-- Reading passage start --
Pontet-Canet – Pauillac
- Decanter – Jane Anson (96)
The concentration that comes from having yields of 12hl/ha is extremely clear – it makes it feel very Pauillac, again resembling as at Latour, a 2010 style in terms of its backbone and sense of hunkering down.
The fruit quality is dark and knitted, with a creamy texture if you give it a minute to settle, an obvious tannic structure and a menthol finish that lets in some juice, bramble and hedgerow pleasures. It’s clearly impressive, although I get just the slightest touch of over-concentration with hints of prune on the finish.
The small yields meant the entire process, from destemming to sorting, was done by hand (last year around 30% of the crop was treated in this way), then fermented in small 40L cement vats that had seen their first service for just part of the crop in 2017. There was huge amounts of hard work and stress to ensure that no dried grapes made it through, with no pumping over and only soft manual punch down to control extraction.
-- Reading passage end --
-- Record extracts start --
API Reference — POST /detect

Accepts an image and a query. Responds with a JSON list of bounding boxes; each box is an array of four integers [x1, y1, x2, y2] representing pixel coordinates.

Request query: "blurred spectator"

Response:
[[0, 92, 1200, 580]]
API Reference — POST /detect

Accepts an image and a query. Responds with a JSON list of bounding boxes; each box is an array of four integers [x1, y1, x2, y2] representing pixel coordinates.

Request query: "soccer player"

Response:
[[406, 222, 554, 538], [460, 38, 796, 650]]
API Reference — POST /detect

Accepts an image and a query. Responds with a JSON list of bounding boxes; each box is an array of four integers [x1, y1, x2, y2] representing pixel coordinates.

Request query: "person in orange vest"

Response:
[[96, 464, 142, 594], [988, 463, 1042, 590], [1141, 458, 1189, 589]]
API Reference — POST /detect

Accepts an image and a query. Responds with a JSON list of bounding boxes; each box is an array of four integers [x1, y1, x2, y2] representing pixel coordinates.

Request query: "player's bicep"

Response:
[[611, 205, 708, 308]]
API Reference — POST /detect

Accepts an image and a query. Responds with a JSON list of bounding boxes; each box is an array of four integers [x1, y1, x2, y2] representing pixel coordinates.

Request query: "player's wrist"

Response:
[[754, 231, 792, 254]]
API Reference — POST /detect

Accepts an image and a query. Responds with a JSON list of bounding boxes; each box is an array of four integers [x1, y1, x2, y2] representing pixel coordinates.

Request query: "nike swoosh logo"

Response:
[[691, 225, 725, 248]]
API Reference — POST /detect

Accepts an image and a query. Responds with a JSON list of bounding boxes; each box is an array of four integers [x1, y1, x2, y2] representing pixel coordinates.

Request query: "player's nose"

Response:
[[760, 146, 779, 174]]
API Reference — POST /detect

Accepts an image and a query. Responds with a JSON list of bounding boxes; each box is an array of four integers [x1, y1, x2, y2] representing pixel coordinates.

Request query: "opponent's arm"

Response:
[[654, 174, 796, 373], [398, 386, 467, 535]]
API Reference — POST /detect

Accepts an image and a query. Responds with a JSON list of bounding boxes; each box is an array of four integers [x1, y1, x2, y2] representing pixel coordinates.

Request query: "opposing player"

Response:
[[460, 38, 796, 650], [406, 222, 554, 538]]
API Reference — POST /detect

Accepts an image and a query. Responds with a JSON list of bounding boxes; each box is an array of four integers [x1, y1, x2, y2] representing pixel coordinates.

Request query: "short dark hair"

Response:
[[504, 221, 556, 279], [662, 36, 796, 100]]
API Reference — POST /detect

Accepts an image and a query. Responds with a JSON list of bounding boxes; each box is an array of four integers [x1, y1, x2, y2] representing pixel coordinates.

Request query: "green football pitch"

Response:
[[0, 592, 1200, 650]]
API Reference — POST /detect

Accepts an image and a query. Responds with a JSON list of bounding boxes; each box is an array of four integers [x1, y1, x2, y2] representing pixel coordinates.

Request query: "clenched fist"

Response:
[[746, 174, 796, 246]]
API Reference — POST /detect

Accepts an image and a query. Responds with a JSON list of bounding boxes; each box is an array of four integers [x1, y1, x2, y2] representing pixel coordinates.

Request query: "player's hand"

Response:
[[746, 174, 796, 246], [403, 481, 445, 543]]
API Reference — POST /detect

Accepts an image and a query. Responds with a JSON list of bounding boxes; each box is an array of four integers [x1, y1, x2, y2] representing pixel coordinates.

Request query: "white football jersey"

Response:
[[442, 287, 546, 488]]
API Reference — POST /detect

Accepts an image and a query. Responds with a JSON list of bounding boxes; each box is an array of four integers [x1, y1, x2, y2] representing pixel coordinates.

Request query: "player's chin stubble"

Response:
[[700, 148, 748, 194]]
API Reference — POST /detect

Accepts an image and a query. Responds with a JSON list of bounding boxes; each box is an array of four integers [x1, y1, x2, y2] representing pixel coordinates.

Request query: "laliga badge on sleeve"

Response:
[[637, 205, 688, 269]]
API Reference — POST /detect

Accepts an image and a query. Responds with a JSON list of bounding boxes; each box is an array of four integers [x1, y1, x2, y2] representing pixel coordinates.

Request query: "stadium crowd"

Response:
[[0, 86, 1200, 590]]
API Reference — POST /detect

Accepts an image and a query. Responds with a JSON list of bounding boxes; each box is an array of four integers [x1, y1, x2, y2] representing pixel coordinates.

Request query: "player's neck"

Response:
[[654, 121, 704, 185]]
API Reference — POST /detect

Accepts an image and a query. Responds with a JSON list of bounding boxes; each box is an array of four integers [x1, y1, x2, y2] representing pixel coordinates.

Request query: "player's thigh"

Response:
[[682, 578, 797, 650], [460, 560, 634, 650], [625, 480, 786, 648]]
-- Record extracts end --
> What the exercise asks: In the Pontet-Canet review, what size were the cement vats used for fermentation? The lines above aren't needed for this.

> Response for this exercise: They were small 40L cement vats.